BEGIN Raw data

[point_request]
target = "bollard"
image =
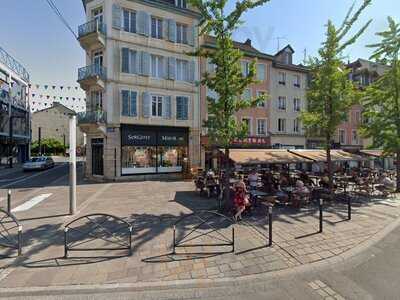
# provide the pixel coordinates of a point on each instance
(270, 226)
(349, 207)
(19, 240)
(321, 202)
(9, 201)
(65, 242)
(173, 242)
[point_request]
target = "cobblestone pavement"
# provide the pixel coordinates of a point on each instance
(153, 207)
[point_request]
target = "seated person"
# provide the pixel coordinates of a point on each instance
(241, 200)
(300, 191)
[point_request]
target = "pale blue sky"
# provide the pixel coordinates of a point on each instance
(33, 34)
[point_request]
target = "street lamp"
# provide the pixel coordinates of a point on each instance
(11, 138)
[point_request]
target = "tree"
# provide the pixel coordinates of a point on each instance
(227, 81)
(381, 101)
(331, 93)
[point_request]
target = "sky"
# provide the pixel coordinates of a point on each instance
(34, 35)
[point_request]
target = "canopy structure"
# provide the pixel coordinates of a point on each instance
(265, 156)
(320, 155)
(374, 153)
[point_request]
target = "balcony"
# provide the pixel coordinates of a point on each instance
(92, 35)
(92, 76)
(92, 122)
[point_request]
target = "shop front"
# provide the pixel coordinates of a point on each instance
(153, 150)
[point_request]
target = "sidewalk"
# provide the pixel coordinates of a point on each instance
(153, 207)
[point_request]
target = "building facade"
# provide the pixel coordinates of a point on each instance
(142, 114)
(288, 98)
(14, 110)
(42, 96)
(53, 122)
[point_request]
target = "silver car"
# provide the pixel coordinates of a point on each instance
(38, 163)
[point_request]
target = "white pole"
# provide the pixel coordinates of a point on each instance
(72, 165)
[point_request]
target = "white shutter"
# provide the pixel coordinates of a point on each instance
(116, 14)
(172, 30)
(146, 104)
(171, 67)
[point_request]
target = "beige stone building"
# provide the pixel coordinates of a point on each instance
(53, 122)
(142, 116)
(288, 99)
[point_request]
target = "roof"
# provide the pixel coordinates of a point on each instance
(264, 156)
(320, 155)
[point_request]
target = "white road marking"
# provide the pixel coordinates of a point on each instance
(32, 176)
(31, 203)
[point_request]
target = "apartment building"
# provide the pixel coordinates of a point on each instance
(14, 110)
(142, 117)
(363, 73)
(257, 118)
(288, 86)
(43, 96)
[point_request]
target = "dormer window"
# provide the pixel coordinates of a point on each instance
(180, 3)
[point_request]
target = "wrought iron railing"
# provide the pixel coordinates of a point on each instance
(92, 71)
(90, 27)
(13, 64)
(89, 117)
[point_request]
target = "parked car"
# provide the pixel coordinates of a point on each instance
(38, 163)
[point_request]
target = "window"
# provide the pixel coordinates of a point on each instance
(181, 34)
(296, 104)
(354, 137)
(246, 94)
(282, 78)
(129, 100)
(157, 66)
(281, 125)
(182, 70)
(296, 81)
(156, 106)
(129, 21)
(261, 72)
(156, 28)
(296, 125)
(260, 93)
(247, 121)
(342, 137)
(245, 68)
(281, 103)
(180, 3)
(182, 108)
(261, 127)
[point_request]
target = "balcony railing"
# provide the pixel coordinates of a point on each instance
(92, 71)
(92, 117)
(90, 27)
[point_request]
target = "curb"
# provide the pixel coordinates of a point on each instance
(337, 261)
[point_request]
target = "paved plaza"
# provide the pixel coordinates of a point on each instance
(152, 208)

END Raw data

*Instructions to follow*
An image-free, exact version of the listing above is required.

*Exercise output*
[point_request]
target = "bollard"
image =
# provide the pixel coordinates of a point on each instance
(270, 226)
(349, 207)
(19, 240)
(321, 202)
(9, 201)
(65, 242)
(173, 242)
[point_request]
target = "cobblestone pavement"
# provide the pixel coordinates of a point on each instance
(153, 207)
[point_request]
target = "seated person"
# provide the pixel coordinates of a point on each instance
(241, 200)
(300, 191)
[point_request]
target = "pale blue sky"
# provide the pixel coordinates of a point on each instance
(33, 34)
[point_request]
target = "street lamp"
# provide the pixel coordinates of a point on each instance
(11, 138)
[point_request]
target = "tree"
# provide the pixel coordinates of a point on each instance
(227, 81)
(381, 101)
(331, 93)
[point_request]
target = "sky"
# provide the pixel coordinates of a point on each instance
(34, 35)
[point_request]
target = "canopy structure"
# provide the pixel coordinates of a point on each instance
(265, 156)
(320, 155)
(374, 153)
[point_request]
target = "balcony"
# provide the pixel coordinates of a point on each instance
(92, 35)
(92, 76)
(92, 122)
[point_request]
target = "shop front"
# provide the pixel coordinates of a point on each instance
(153, 150)
[point_request]
target = "sidewalk"
# provide the pixel coordinates of a point on each instance
(153, 207)
[point_request]
target = "building facade"
# provide the pixel coordinates of a point on each instance
(142, 114)
(288, 98)
(14, 110)
(42, 96)
(53, 122)
[point_request]
target = "silver car"
# provide the pixel coordinates of a point on each instance
(38, 163)
[point_request]
target = "white pole"
# provide the pixel coordinates of a point on each instance
(72, 165)
[point_request]
target = "white shutter"
# provide the pixel coordinates of a point on each instance
(116, 14)
(172, 30)
(146, 104)
(171, 67)
[point_request]
target = "beige stone building"
# provide the pixel coordinates of a point on each instance
(53, 122)
(142, 116)
(288, 99)
[point_request]
target = "roof"
# provide the pixel coordinates of a point on each instance
(264, 156)
(320, 155)
[point_request]
target = "white road marking"
# provide the pixel coordinates of a point on each instance
(32, 176)
(31, 203)
[point_request]
target = "apartment building"
# provide the pixel coordinates of a point on each instance
(14, 110)
(142, 117)
(363, 73)
(257, 118)
(288, 86)
(43, 96)
[point_request]
target = "dormer window"
# provide the pixel coordinates of a point on each instance
(180, 3)
[point_request]
target = "wrought iron railing"
# provide the pixel coordinates of a point on each instance
(92, 71)
(90, 27)
(13, 64)
(89, 117)
[point_request]
target = "parked car"
# provide the pixel coordinates of a point on each instance
(38, 163)
[point_request]
target = "window"
# provide the pixel coordinates of a point on each instance
(181, 34)
(296, 104)
(354, 137)
(246, 94)
(282, 78)
(129, 100)
(157, 66)
(281, 125)
(182, 70)
(296, 81)
(156, 106)
(129, 21)
(261, 72)
(156, 28)
(296, 125)
(260, 93)
(247, 121)
(342, 137)
(245, 68)
(281, 103)
(180, 3)
(182, 108)
(261, 127)
[point_request]
target = "balcony railing"
# provide the pixel coordinates of a point on each instance
(92, 71)
(92, 117)
(90, 27)
[point_request]
target = "curb"
# provide the pixel coordinates of a point on each instance
(337, 261)
[point_request]
target = "paved plaza"
# provide the pixel coordinates of a point on each instance
(152, 208)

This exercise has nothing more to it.